== What the task requires ==
Repeat exactly the lines from the line containing "Query: blurred background" to the last line of the listing, including both.

== Stored data ==
=== Begin Enclosure ===
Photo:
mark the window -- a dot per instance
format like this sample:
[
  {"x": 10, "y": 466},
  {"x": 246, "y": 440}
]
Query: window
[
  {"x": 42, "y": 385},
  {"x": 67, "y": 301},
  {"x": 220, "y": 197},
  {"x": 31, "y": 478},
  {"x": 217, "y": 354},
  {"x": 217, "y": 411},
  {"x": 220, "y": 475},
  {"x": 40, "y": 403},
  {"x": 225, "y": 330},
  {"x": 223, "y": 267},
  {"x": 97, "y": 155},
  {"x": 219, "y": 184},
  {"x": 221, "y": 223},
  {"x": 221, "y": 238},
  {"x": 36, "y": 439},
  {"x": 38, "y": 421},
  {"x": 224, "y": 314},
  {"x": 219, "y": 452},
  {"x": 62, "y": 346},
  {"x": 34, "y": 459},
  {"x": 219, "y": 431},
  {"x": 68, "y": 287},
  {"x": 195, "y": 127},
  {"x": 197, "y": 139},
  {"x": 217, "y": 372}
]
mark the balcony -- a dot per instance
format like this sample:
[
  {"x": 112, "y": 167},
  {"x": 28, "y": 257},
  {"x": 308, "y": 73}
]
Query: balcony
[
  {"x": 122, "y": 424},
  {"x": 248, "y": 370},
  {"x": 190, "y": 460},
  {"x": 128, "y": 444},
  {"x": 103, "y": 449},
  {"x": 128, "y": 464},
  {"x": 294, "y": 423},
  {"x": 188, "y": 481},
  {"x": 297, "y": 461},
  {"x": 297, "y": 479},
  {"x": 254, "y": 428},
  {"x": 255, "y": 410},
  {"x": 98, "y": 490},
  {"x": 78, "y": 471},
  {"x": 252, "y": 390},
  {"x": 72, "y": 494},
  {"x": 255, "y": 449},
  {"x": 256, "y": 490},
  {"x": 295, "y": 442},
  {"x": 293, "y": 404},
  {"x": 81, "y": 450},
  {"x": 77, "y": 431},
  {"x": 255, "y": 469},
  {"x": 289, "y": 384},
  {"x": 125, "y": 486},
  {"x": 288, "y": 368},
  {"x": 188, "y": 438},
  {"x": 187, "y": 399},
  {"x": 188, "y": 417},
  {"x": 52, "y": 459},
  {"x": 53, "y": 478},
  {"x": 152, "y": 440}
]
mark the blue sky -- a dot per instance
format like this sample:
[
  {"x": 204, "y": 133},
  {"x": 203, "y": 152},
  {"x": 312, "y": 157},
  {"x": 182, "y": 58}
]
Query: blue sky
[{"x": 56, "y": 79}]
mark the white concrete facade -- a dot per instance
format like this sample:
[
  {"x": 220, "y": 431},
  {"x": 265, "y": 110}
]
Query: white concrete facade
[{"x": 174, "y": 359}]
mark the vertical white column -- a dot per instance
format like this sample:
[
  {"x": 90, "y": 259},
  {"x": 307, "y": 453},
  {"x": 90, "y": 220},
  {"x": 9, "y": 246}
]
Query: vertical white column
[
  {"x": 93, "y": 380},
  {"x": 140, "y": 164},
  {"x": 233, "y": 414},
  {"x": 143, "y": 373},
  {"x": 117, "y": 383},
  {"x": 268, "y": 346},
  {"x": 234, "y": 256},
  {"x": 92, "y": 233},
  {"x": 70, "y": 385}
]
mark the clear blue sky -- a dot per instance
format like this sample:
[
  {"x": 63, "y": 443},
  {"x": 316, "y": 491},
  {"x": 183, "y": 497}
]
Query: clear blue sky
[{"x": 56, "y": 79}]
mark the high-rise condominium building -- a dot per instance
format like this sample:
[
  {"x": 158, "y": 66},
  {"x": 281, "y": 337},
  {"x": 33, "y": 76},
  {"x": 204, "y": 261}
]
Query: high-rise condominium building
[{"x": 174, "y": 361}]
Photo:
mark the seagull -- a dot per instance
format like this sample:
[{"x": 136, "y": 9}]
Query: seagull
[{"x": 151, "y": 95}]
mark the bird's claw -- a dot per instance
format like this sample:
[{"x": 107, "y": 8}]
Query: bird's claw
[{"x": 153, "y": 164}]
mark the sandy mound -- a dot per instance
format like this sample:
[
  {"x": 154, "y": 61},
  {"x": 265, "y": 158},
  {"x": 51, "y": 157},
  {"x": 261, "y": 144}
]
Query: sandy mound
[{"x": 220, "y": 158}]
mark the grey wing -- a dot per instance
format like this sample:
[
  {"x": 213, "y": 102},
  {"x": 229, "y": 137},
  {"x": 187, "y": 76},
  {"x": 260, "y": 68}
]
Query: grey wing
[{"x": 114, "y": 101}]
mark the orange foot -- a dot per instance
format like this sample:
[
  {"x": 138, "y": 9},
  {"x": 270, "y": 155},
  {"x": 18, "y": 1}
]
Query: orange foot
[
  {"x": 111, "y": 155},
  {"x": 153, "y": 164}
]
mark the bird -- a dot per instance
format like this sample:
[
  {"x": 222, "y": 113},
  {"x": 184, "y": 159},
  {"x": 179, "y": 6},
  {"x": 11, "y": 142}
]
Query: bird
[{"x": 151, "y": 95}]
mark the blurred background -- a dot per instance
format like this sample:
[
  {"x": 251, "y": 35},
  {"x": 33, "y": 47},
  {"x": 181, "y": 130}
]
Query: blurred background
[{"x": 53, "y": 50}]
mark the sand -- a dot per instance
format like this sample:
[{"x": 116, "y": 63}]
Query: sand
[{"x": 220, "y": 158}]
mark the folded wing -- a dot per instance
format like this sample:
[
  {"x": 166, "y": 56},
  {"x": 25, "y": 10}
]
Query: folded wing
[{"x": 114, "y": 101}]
=== End Enclosure ===
== Response to this task ==
Query: blurred background
[{"x": 53, "y": 50}]
mark the sand -- a dot per instance
format like this sample:
[{"x": 116, "y": 63}]
Query: sand
[{"x": 220, "y": 158}]
mark the folded wing -- a dot per instance
format like this sample:
[
  {"x": 166, "y": 56},
  {"x": 25, "y": 10}
]
Query: folded wing
[{"x": 114, "y": 101}]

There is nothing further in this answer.